— TASK DETAILS —
Each entry must be given again exactly as it appears, with images excluded.

*** Opening RECORDS FOR THIS TASK ***

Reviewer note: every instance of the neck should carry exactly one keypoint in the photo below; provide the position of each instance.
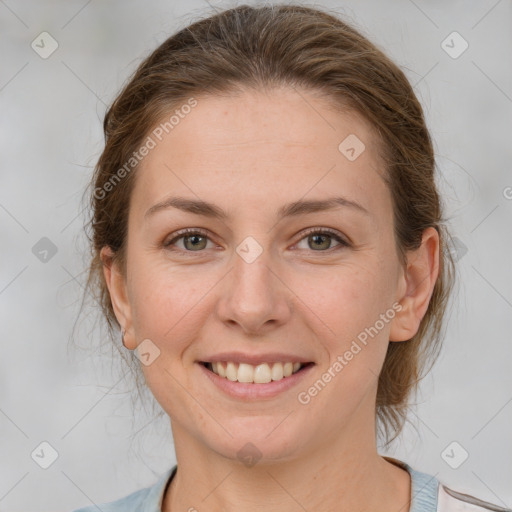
(333, 475)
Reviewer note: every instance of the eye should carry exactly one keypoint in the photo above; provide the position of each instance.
(320, 239)
(195, 239)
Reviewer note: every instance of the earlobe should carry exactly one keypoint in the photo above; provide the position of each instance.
(417, 286)
(118, 295)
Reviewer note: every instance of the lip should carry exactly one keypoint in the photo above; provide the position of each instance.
(251, 391)
(254, 359)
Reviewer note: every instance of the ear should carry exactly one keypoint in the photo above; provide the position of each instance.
(118, 295)
(416, 286)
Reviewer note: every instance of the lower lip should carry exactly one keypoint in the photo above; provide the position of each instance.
(252, 391)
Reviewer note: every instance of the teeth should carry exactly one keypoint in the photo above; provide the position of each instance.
(260, 374)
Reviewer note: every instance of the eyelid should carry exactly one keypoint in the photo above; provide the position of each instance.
(341, 239)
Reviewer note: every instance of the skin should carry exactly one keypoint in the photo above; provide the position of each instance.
(250, 154)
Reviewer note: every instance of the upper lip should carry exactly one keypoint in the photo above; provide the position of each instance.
(255, 359)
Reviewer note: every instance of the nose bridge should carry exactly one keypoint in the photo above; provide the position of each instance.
(253, 295)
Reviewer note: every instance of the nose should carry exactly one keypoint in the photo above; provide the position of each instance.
(254, 296)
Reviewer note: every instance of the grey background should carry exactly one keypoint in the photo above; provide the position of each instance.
(51, 114)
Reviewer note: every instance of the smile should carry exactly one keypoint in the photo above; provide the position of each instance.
(256, 374)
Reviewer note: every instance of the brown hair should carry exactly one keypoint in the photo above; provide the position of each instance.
(297, 46)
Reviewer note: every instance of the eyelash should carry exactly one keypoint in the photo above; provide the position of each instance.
(316, 231)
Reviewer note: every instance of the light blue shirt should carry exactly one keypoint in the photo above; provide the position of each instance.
(424, 494)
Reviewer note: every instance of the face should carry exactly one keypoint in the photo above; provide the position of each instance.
(267, 282)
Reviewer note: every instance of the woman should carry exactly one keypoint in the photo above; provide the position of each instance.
(269, 238)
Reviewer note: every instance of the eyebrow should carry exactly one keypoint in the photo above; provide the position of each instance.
(296, 208)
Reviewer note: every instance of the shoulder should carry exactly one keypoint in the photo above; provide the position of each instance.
(148, 499)
(132, 502)
(449, 500)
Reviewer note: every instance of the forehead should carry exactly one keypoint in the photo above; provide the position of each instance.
(255, 149)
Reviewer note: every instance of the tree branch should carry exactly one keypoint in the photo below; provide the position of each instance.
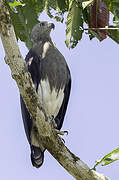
(53, 143)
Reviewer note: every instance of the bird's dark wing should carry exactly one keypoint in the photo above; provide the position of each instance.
(60, 116)
(33, 65)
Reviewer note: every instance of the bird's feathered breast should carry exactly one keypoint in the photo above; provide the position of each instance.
(52, 65)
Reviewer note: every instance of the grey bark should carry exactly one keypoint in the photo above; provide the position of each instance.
(53, 143)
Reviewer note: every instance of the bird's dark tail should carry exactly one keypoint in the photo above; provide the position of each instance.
(37, 156)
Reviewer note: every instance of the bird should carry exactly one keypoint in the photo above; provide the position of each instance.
(52, 81)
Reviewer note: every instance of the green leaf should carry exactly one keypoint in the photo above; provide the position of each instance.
(114, 34)
(74, 24)
(24, 20)
(86, 3)
(109, 158)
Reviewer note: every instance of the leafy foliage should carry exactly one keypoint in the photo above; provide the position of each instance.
(25, 13)
(109, 158)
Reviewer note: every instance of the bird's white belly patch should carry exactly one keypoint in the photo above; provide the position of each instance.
(51, 100)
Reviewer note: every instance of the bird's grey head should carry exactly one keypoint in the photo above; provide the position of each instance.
(41, 31)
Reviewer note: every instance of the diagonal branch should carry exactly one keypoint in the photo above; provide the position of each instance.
(78, 169)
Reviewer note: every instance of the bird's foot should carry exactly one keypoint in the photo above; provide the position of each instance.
(61, 132)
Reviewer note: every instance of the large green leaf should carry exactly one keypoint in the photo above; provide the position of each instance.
(23, 20)
(74, 24)
(109, 158)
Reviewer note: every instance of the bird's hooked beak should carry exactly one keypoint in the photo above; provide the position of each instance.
(51, 25)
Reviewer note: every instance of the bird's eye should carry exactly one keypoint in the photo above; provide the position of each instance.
(43, 24)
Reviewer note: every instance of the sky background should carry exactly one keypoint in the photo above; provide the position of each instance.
(92, 118)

*** Closing RECORDS FOR THIS TASK ***

— ANSWER TO THIS PROBLEM —
Reviewer note: every instance of the neck should carry exactly one keypoint in the photo below; provide the position of each instance.
(333, 475)
Reviewer note: every instance of the eye should carry exactly one keypoint in the photo above; provide the position of each instance.
(320, 239)
(195, 239)
Reviewer note: every instance of the earlobe should carry exactly one keypoint in the photo above; provide the position of each instance.
(417, 286)
(118, 295)
Reviewer note: every instance of the lip should carry exactly one keypoint in the photo above; provide the position of each instance.
(251, 391)
(254, 359)
Reviewer note: every instance of the ear should carry exactly one keypoint in the photo above; provide the position of each instance.
(118, 295)
(416, 286)
Reviewer note: every instance of the lower lip should carry exactly one keypoint in the photo above; provide the position of each instance.
(252, 391)
Reviewer note: every instance of the teeth should carry exactly one keypoint in the photo above; provide the position of each instance.
(260, 374)
Reviewer note: every instance of the eyelid should carry exactly one keypoint in the photo above; provide the position of each instance.
(341, 239)
Reviewer note: every instance of the skin should carry exactly one keypoint in the photo above; provide the position of each instance.
(250, 154)
Reviewer note: every instance of the upper lip should carry exactly one keypoint in the photo above; provide the position of each instance.
(255, 359)
Reviewer note: every instance of the nose bridge should carry exactly one keypoint in the photo above; provide the position of each instance.
(253, 295)
Reviewer note: every instance of the nose should carry exactly one keypoint in the photo above; provide the position of each instance.
(254, 296)
Reviewer note: every instance of the grey background should carry exactly one keypoint in the photo above; provide the position of each instance.
(51, 114)
Reviewer note: every instance of the smile should carry exactly one keypoint in the photo above; provide the position of each instance.
(256, 374)
Reviewer note: every instance of the brown hair should carry exactly one keypoint in the photo above; provide the position of each instance.
(297, 46)
Reviewer note: every instance of the eyelash should carry exactly one keypoint in the photo above; provide the position of each instance.
(316, 231)
Reviewer note: every instance of the light blue shirt should carry exactly one keypoint in the photo above; provide the position of each instance.
(424, 494)
Reviewer note: every instance of the face should carry exactly one keypoint in the photo above; provide the position of each instance.
(267, 282)
Reviewer note: every instance of the woman should carry exactly one keypoint in the photo above; provide the position of each instance.
(269, 238)
Reviewer note: every instance of the eyebrow should carry exactly one keypoint in the photo above; provide the position of each instance.
(296, 208)
Reviewer note: every instance of the shoulder should carry exactly one keypoint in the photo above; provide the position of each instance.
(148, 499)
(132, 502)
(449, 500)
Reviewer note: every instance of the forehead should carry exactly one keypoint in the photo above; provide the position of each instance.
(255, 149)
Reviewer note: every instance of the tree branch should carry exactly one keypoint in the photo below; provide the position of each instance.
(53, 143)
Reviewer note: every instance of the bird's dark wing should carry exactly one keypoint in the photo above; provide the position of each instance.
(60, 116)
(33, 65)
Reviewer note: every instance of the bird's feathered breast should carry exactly one keypoint in the photo above; provide the position of each instance.
(52, 65)
Reviewer note: every instance of the grey bark should carry exactly one keypoint in the photo above; provide the position of each instance.
(53, 143)
Reviewer note: every instance of the bird's dark tail should carry exactly one keypoint in the photo above; provide the position of each instance.
(37, 156)
Reviewer note: every instance of the bird should carry exactly one keypoint in the photo above; provide the position of each instance.
(52, 81)
Reviewer note: every instance of the green leaf should carry exactly one keypoint in the photo above; provide the position of each instance.
(114, 34)
(74, 24)
(24, 20)
(86, 3)
(109, 158)
Reviewer note: every instance of the leafy foliage should carry exactly one keypoint in the photo above; provide the position of each instance.
(25, 13)
(109, 158)
Reviewer note: every instance of the bird's white belly patch should carry exactly one keypoint in the photo above; provide the position of each instance.
(51, 100)
Reviewer note: every instance of the bird's grey head should carry exactly one keypoint in the photo above; provide the position of each instance.
(41, 31)
Reviewer note: every instance of the diagonal branch should carry exactly one keypoint in the photo above; provide the position of each instance.
(78, 169)
Reviewer note: every instance of the bird's foot should carry exactly one keypoint in the photo above; provide the position of each instance.
(61, 132)
Reviewer note: every instance of the large green leaf should carry exactly one keypoint in the photo above; provide the position of each instance.
(23, 20)
(74, 24)
(109, 158)
Reviewer note: every instance of the bird's hooked beak should carry exactly one keypoint in the photo above; provide the position of each instance.
(51, 25)
Reviewer note: every instance of the bird's eye should carry exactly one keypoint in the photo above; provide the position of each instance.
(43, 24)
Reviewer note: every instance of the sky background should carry exactly one keypoint in the photo above; provide the position of each instance.
(92, 118)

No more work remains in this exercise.